EXERCISE BRIEF: Arrange the lines below as a Markdown table with the columns Row and Line, giving each line a row number and omitting blank lines. Include only the lines starting at the one that contains "Target: dew drop on blade" and ending at the final line.

DATA RECORDS:
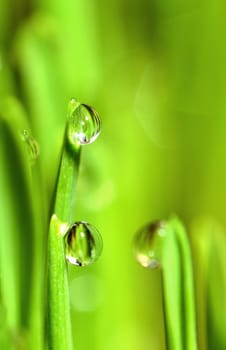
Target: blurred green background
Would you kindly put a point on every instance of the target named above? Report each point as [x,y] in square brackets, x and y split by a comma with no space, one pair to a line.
[156,72]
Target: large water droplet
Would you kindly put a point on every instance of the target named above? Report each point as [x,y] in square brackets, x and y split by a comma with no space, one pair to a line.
[32,146]
[147,242]
[83,244]
[84,123]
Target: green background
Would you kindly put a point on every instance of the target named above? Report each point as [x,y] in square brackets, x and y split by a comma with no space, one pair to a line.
[156,73]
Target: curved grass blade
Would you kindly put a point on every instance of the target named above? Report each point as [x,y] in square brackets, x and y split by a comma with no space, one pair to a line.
[165,244]
[59,323]
[20,248]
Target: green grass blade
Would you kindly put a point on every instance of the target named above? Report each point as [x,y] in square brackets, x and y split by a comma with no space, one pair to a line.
[59,324]
[17,224]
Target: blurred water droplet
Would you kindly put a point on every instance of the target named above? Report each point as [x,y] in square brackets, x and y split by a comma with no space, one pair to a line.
[83,244]
[84,123]
[146,243]
[32,146]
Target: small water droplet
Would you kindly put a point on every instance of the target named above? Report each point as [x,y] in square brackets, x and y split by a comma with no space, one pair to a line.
[83,244]
[146,244]
[84,124]
[32,146]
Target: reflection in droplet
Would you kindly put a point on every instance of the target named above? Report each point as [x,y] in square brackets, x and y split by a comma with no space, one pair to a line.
[84,123]
[86,293]
[146,243]
[32,146]
[83,244]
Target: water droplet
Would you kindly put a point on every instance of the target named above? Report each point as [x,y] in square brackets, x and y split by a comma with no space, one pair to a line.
[147,242]
[32,146]
[83,244]
[84,123]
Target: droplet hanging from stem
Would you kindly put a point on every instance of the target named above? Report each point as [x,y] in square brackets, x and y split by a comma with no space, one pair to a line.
[84,124]
[83,244]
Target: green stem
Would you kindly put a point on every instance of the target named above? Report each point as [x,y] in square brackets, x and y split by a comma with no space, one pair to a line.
[60,335]
[178,288]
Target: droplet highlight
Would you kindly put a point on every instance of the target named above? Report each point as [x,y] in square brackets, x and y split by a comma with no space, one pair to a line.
[32,146]
[83,244]
[147,242]
[84,124]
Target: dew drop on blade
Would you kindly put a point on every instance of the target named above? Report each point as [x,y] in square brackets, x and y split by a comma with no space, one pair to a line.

FINAL ANSWER:
| Row | Line |
|---|---|
| 1 | Target: dew drop on blade |
| 2 | Would you kindly put a point on every instance of the target named above? Report each point as [x,y] in square brackets, x and y split by a comma with no space, one pair to a line. |